===== Extracted records =====
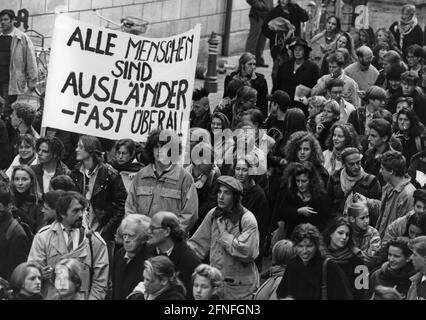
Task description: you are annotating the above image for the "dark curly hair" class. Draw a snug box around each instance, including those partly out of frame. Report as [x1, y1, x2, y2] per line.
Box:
[36, 136, 65, 163]
[325, 123, 361, 150]
[290, 223, 321, 253]
[322, 217, 355, 249]
[283, 161, 325, 198]
[394, 108, 425, 139]
[284, 131, 324, 167]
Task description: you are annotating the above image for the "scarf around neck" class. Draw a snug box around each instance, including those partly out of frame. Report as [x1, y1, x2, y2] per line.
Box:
[340, 167, 367, 195]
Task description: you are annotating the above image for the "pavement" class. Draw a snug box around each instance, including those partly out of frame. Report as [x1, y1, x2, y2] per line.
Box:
[194, 50, 273, 110]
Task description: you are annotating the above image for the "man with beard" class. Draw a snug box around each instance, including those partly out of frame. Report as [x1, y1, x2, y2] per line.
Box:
[328, 147, 382, 215]
[28, 192, 109, 300]
[345, 46, 379, 91]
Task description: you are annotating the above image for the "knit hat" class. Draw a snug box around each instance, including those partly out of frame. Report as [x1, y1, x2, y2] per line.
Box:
[217, 176, 243, 194]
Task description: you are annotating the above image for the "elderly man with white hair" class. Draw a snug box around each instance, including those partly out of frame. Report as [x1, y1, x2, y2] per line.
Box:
[345, 46, 379, 91]
[112, 214, 151, 300]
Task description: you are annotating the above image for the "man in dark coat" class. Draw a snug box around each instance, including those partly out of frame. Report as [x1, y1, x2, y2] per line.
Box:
[0, 190, 30, 281]
[246, 0, 273, 68]
[328, 147, 382, 215]
[148, 211, 201, 298]
[112, 214, 151, 300]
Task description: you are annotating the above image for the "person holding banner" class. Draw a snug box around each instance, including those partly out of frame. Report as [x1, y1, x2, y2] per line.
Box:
[125, 129, 198, 232]
[0, 9, 38, 116]
[71, 136, 127, 242]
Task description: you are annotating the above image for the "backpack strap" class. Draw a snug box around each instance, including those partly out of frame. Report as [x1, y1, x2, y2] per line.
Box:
[321, 258, 330, 300]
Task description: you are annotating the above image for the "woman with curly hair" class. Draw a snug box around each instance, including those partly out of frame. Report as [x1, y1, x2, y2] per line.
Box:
[323, 123, 360, 175]
[393, 108, 426, 165]
[323, 217, 365, 300]
[10, 165, 43, 234]
[321, 32, 357, 75]
[277, 223, 352, 300]
[284, 131, 329, 186]
[274, 161, 331, 234]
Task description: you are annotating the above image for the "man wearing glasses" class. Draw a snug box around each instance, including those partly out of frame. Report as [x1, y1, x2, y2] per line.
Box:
[112, 214, 151, 300]
[148, 211, 201, 299]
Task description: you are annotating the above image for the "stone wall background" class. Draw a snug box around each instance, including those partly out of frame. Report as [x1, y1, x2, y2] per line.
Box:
[4, 0, 426, 59]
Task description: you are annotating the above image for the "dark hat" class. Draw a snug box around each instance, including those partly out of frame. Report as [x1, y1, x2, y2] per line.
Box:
[288, 38, 312, 51]
[216, 176, 243, 194]
[413, 189, 426, 203]
[266, 90, 290, 108]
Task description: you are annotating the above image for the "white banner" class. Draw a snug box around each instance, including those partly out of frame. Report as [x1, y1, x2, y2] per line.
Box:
[42, 15, 201, 141]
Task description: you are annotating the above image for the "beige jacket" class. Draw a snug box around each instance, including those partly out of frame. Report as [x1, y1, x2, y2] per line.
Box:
[9, 28, 38, 95]
[28, 221, 109, 300]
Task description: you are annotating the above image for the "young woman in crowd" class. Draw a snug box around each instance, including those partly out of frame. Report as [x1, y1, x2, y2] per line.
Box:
[10, 262, 43, 300]
[284, 131, 329, 187]
[6, 133, 37, 179]
[224, 52, 268, 117]
[273, 162, 331, 234]
[321, 32, 357, 75]
[234, 154, 269, 266]
[192, 264, 223, 300]
[253, 239, 296, 300]
[10, 165, 43, 234]
[110, 139, 144, 191]
[127, 255, 186, 300]
[394, 108, 426, 166]
[368, 238, 415, 297]
[277, 223, 352, 300]
[323, 123, 360, 175]
[315, 100, 340, 150]
[52, 258, 84, 300]
[323, 217, 364, 300]
[310, 15, 341, 67]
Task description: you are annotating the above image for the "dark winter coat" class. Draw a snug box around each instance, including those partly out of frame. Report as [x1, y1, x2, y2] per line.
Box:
[149, 240, 201, 298]
[71, 164, 127, 241]
[112, 244, 149, 300]
[272, 60, 320, 101]
[225, 71, 268, 117]
[0, 213, 31, 281]
[328, 168, 382, 215]
[368, 262, 415, 298]
[277, 253, 352, 300]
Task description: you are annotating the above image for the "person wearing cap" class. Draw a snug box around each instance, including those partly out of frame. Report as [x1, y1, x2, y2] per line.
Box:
[70, 135, 127, 242]
[265, 90, 291, 141]
[345, 46, 379, 91]
[188, 176, 259, 300]
[328, 147, 382, 215]
[272, 38, 320, 113]
[347, 202, 381, 270]
[407, 236, 426, 300]
[383, 189, 426, 241]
=====
* [Written task]: Show each line of the records above that contains the string "banner".

* [Complete output]:
Task description: you are annotating the above image for the "person holding banner" class. Draw a snug box around each instance, including those partly out of frame. Report as [x1, y1, x2, y2] per line.
Task description: you are annotating the above image for the "white banner" class. Draw a snug box around each instance, including those partly out of frame. Report as [x1, y1, x2, y2] per line.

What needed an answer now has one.